Records from a point annotation dataset:

⟨

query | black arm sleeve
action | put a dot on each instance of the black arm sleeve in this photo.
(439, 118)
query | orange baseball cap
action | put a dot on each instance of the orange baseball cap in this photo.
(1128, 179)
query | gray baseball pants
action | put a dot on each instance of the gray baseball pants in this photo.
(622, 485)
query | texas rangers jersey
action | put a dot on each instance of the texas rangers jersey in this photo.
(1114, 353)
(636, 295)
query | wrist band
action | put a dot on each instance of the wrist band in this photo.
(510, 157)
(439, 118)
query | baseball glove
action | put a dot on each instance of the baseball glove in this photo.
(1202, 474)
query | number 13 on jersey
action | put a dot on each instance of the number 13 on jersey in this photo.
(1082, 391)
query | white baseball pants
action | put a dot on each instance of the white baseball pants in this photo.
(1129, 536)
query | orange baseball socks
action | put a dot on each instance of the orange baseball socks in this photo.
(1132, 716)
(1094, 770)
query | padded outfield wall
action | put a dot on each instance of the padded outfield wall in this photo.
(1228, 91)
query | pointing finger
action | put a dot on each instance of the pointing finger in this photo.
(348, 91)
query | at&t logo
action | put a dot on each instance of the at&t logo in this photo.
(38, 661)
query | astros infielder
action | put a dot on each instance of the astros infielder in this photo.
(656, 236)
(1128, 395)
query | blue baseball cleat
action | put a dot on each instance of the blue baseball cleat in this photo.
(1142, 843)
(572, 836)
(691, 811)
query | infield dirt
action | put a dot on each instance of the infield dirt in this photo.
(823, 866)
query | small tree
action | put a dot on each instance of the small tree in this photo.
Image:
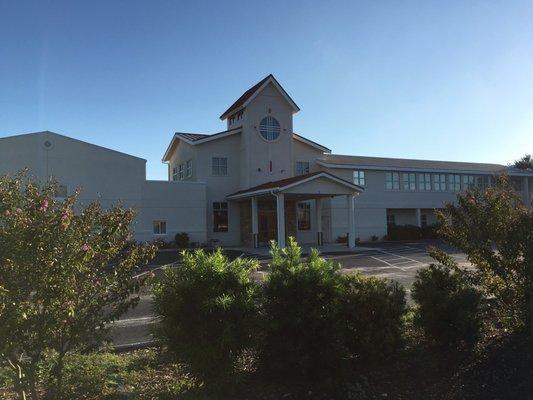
(208, 311)
(65, 275)
(495, 230)
(449, 302)
(525, 163)
(301, 333)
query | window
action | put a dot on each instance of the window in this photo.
(424, 181)
(409, 181)
(61, 192)
(302, 167)
(160, 227)
(468, 182)
(269, 128)
(219, 166)
(439, 182)
(304, 216)
(483, 181)
(454, 183)
(220, 217)
(359, 178)
(392, 181)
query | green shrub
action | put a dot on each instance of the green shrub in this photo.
(87, 376)
(182, 240)
(449, 305)
(301, 335)
(371, 310)
(207, 309)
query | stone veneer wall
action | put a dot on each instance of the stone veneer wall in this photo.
(246, 223)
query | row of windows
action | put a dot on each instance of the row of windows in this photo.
(220, 218)
(409, 181)
(219, 167)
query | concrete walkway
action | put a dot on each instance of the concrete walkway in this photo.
(330, 248)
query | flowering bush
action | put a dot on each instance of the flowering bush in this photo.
(63, 275)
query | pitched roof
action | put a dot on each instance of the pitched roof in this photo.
(343, 161)
(250, 93)
(284, 183)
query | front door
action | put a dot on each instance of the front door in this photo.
(268, 226)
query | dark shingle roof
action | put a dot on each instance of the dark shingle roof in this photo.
(288, 181)
(404, 163)
(245, 96)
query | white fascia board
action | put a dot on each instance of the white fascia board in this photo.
(402, 169)
(309, 143)
(323, 175)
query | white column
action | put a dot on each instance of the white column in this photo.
(525, 191)
(351, 220)
(318, 213)
(255, 225)
(280, 212)
(418, 218)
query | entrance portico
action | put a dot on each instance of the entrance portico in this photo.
(279, 199)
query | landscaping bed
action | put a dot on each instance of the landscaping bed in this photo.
(500, 368)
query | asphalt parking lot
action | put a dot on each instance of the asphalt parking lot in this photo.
(396, 261)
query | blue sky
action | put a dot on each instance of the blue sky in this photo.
(446, 80)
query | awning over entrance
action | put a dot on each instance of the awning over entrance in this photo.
(315, 186)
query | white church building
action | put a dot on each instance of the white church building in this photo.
(258, 180)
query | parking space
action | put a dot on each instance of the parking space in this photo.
(396, 261)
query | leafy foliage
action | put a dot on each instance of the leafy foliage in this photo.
(207, 308)
(372, 311)
(449, 304)
(301, 336)
(64, 275)
(495, 230)
(525, 162)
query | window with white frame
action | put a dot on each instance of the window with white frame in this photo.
(302, 167)
(220, 216)
(468, 182)
(439, 182)
(424, 182)
(304, 216)
(359, 178)
(392, 181)
(160, 227)
(219, 166)
(454, 183)
(409, 181)
(483, 181)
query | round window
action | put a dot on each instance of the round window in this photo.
(269, 128)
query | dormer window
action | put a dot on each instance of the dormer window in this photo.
(269, 128)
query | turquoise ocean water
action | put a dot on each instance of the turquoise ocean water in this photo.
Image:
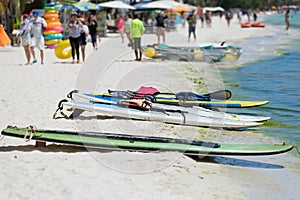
(271, 72)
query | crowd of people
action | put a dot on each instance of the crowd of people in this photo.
(79, 27)
(31, 34)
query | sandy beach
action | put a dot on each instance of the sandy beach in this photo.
(30, 95)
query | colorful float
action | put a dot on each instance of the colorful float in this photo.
(4, 39)
(54, 27)
(258, 24)
(246, 25)
(63, 49)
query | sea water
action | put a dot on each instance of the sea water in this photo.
(270, 70)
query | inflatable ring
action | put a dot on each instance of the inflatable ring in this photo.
(51, 12)
(53, 36)
(51, 32)
(150, 52)
(51, 42)
(48, 21)
(246, 25)
(54, 24)
(53, 46)
(51, 16)
(63, 50)
(50, 8)
(58, 29)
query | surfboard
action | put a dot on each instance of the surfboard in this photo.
(206, 104)
(144, 143)
(195, 109)
(166, 116)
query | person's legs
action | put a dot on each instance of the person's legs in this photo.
(139, 47)
(73, 47)
(164, 36)
(33, 54)
(42, 56)
(158, 35)
(135, 47)
(77, 49)
(122, 35)
(32, 46)
(83, 52)
(27, 53)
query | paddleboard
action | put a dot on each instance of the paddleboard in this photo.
(181, 118)
(195, 109)
(206, 104)
(144, 143)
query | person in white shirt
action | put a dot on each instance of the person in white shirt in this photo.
(25, 29)
(38, 24)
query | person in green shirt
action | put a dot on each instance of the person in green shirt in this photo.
(136, 33)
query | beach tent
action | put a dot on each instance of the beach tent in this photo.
(85, 5)
(116, 4)
(162, 4)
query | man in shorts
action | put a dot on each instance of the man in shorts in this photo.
(160, 31)
(37, 40)
(136, 33)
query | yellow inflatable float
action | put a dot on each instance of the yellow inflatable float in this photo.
(63, 50)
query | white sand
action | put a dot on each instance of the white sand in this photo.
(30, 95)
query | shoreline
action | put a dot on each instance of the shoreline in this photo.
(66, 173)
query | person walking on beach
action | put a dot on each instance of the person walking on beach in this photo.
(37, 39)
(121, 27)
(136, 33)
(192, 26)
(228, 17)
(25, 29)
(74, 35)
(160, 24)
(127, 28)
(84, 31)
(92, 23)
(254, 16)
(287, 21)
(208, 18)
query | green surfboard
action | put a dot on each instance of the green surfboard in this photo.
(144, 143)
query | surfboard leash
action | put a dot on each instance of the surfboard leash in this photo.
(60, 109)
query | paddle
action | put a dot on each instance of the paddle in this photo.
(221, 95)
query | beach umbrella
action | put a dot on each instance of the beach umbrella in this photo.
(162, 4)
(86, 5)
(116, 4)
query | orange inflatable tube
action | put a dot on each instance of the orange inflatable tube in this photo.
(54, 24)
(50, 21)
(50, 16)
(51, 12)
(4, 39)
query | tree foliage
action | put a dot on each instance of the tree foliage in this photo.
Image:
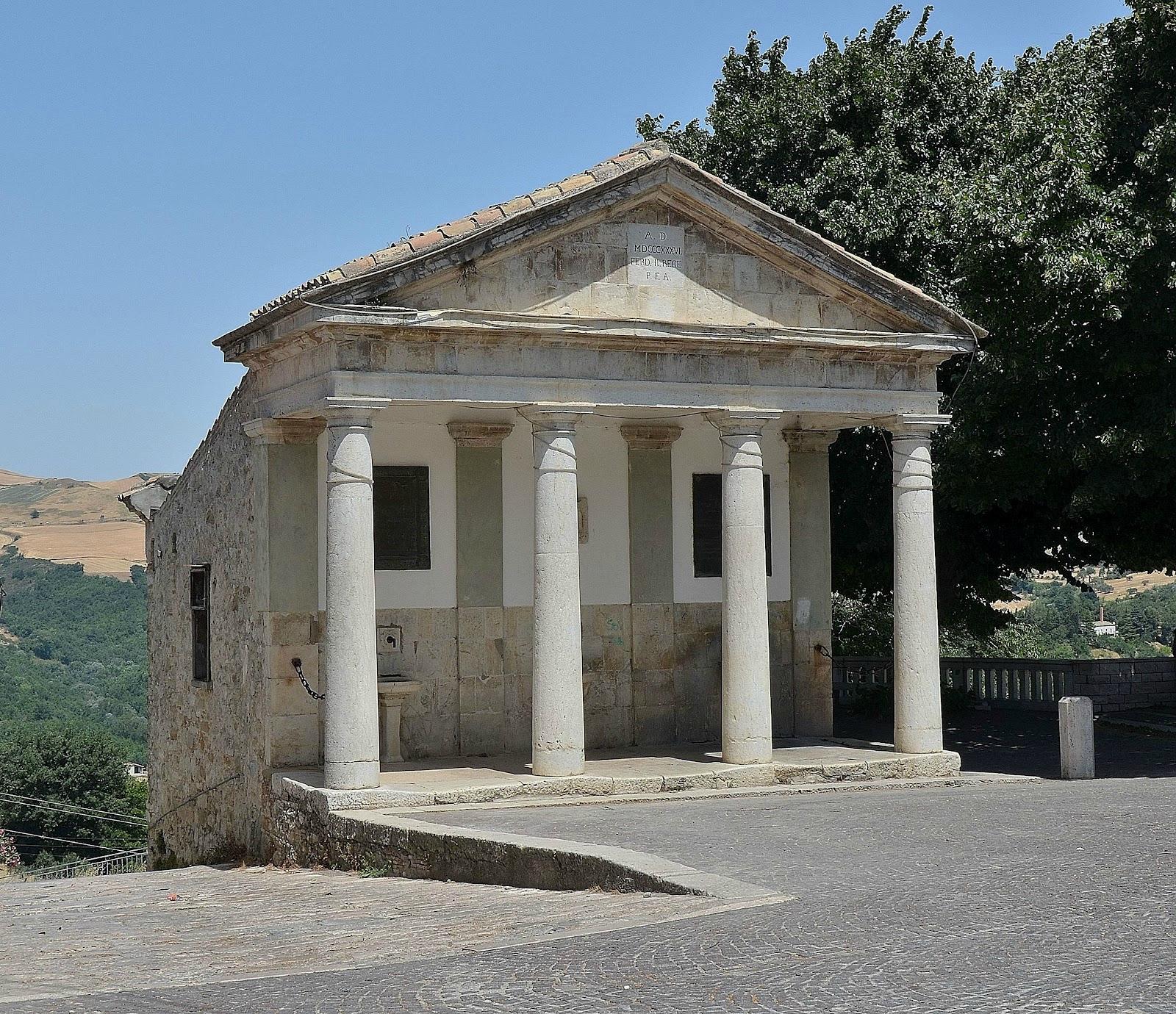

⟩

- [Problem statement] Copy out every line from the items above that contains the string "water".

- [Task answer]
query | turquoise ocean water
action | put a dot on each instance of the turquoise ocean water in this photo.
query | sea water
action | put a dot on each instance of the sea water in this photo.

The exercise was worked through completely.